▸ ACTION ITEM: Nothing but a full, exact copy of the data is needed.

▸ INPUT FOR THIS TASK:
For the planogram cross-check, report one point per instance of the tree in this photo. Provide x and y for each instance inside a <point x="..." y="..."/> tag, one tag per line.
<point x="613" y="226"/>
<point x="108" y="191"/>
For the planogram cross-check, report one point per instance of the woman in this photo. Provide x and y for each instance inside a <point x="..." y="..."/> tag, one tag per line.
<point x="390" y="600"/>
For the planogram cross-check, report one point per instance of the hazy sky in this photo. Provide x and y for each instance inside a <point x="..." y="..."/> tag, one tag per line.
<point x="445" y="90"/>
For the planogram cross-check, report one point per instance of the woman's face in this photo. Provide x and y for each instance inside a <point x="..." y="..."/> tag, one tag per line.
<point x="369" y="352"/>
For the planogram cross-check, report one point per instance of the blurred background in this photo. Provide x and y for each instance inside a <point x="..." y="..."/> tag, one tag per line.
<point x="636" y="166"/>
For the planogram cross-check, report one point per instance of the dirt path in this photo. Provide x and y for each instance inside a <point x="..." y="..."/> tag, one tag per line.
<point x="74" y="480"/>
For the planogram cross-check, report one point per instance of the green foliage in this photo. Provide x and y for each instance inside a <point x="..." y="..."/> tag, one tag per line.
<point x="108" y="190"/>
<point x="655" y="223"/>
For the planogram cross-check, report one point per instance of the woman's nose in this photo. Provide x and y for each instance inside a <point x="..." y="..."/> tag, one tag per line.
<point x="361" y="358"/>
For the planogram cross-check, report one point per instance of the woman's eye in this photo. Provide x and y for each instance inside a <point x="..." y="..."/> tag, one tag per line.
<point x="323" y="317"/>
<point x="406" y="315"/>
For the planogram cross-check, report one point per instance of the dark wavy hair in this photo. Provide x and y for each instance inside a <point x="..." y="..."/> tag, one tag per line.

▸ ANSWER BOX:
For the planogram cross-check, report one point per instance of the tree in this photo. Provide x and y for each instance inside a <point x="..." y="..."/> tag, one tag per line.
<point x="613" y="226"/>
<point x="108" y="191"/>
For the planogram cross-check, report one point per instance of the woman in this photo. Provide x and y for each instance inside a <point x="..." y="..."/> tag, one tag per line.
<point x="390" y="600"/>
For the planogram cross-check, report one point per instance of the hazy sky in this photo. Provide x and y for each instance inside a <point x="..." y="..."/> tag, one tag per line.
<point x="445" y="90"/>
For the planogram cross-check, report one point per instance of the woman's face in this photo. Provide x and y for each instance inside a <point x="..." y="..."/> tag, one tag per line.
<point x="369" y="352"/>
For the planogram cross-check, report one point per instance of the blurred background in this photo. Provide x and y for each instance inside a <point x="..." y="..."/> tag, one tag per line.
<point x="636" y="166"/>
For the planogram cross-check, report one point per instance of the dirt path in this photo. Provide x and y for each instance inside a <point x="..." y="..."/> tag, one tag per line.
<point x="74" y="480"/>
For the planogram cross-check, report one point per instance of the green foliage in this photo. Provide x and y for each instance inside a <point x="..." y="..."/> tag, one tag per line.
<point x="108" y="190"/>
<point x="655" y="223"/>
For the planogram cross-check, report one point per instance of the woman's nose in this photo. Provide x and y for each instance inside a <point x="..." y="..."/> tag, one tag per line.
<point x="361" y="358"/>
For the planogram cross-check, report one point per instance of the woman's eye in this photo. Provide x and y for each instance inside a <point x="..." y="..."/> tag, one tag per line.
<point x="323" y="317"/>
<point x="406" y="315"/>
For the planogram cross-check, report one point per instance of the dark wavy hair in this photo. Provide x and y for each instance inside a <point x="..." y="..."/> tag, one tag per line.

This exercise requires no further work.